-- Start of Text shown --

I could care less if Jefferson fathered children from an extraterrestial, but of course my opinion doesn't count.
Ellis does mention that Jefferson did truly loathe Alexander Hamilton, but doesn't go into much detail why: TJ was a big snob who only thought that the men who were there in Philadelphia on July 4, 1776 knew the authentic value of "the spirit of 1776", & they were entitled to decide and rule in the Republic. Hamilton was a parvenu immigrant who had energetic, even hyper-active ways that put the country-squire Virginian off, who preferred a genteel, aloof manner of statescraft and in personal relations (but Hamilton managed to rub-off quite well on another Virginian gentleman, George Washington). Jefferson hated British monarchy and became a Francophile and always felt that the Federalists with their push for a strong activistic government were set on restoration of the Hanovers. Ellis himself finds this notion silly and he writes -


"Hamilton's plans for a proactive federal government empowered to shape markets and set forth both the financial and political agendas were certainly not monarchical in character - if anything, they were more a precocious precursor of twentieth-century New Deal values than an archaic attempt to resuscitate the arbitrary authority of medieval kings and courts - but in Jefferson's mind these distinctions made no appreciable difference."


Ellis goes on to write hither and thither throughout the book about TJ's unfounded obsession with 'monocrats' and monarchists, and the author believes that if there was anyone who was a monarchist in the Early Republic it was Aaron Burr - who was Jefferson's first-term Vice-President and member of his Republican Party. Though John Adams(who was TJ's on-and-off-and on chum) wrote some good things about constitutional monarchy, Adams was a republican, though not an emotional, wear-on-the -sleeves type like Jefferson's partisans were. But Aaron Burr was not a monarchist per se - he was unprincipled in personal political power pursuits and one can easily see Burr being just about anything to reach this end; Burr in another century would had been a good Nazi, Communist, Falangist, Tory, Labourite, or Social Democrat - ideology didn't matter to him.

-- End of Text shown --

Aim of the exercise:
Using the text about Jefferson, answer each question in a few words.
(a) Which Virginian gentleman did Hamilton get along with quite well?
(b) In the quoted passage, Hamilton's plans are called a precursor of what values?
(c) Who does Ellis believe was the monarchist in the Early Republic, if anyone was?

-- Start of Recorded information --

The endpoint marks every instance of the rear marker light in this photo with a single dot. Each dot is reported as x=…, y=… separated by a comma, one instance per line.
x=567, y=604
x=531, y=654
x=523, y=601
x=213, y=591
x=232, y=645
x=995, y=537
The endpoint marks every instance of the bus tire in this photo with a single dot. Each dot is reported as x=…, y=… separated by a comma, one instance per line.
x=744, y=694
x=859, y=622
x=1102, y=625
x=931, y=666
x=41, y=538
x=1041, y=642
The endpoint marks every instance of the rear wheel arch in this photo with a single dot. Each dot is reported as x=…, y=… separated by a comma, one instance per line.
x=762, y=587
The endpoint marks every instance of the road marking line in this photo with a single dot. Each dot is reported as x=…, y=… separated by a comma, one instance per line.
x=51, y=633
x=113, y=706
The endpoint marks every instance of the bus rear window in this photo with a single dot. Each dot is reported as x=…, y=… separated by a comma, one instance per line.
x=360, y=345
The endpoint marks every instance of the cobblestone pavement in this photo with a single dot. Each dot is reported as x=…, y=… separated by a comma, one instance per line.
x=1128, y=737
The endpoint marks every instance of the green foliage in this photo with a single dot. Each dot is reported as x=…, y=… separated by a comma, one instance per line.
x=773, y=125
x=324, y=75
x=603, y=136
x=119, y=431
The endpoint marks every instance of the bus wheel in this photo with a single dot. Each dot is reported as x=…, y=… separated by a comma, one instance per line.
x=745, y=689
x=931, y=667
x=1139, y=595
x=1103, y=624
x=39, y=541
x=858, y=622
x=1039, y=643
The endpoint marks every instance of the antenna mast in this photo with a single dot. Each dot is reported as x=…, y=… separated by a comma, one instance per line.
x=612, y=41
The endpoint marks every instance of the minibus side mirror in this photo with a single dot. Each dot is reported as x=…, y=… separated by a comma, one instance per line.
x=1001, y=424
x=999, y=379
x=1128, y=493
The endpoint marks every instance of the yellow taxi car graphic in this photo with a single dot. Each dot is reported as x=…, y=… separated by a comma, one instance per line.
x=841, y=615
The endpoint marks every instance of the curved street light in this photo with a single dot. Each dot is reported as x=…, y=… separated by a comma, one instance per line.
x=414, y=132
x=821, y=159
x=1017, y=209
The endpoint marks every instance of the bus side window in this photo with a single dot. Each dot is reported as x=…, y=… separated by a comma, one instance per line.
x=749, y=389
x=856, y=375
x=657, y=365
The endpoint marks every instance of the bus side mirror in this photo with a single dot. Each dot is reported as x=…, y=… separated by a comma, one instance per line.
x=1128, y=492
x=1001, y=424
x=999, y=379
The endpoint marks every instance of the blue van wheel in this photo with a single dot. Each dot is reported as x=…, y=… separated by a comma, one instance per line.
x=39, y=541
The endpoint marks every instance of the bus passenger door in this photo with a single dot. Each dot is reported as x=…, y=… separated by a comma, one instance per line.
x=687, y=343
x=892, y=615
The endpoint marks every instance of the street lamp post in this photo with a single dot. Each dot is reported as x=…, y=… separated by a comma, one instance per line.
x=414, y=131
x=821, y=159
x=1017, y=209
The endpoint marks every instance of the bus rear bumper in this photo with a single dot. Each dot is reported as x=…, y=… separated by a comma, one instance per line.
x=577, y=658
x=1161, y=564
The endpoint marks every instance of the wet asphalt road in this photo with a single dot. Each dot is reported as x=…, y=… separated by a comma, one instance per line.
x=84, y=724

-- End of Recorded information --

Written response:
(a) George Washington
(b) Twentieth-century New Deal values
(c) Aaron Burr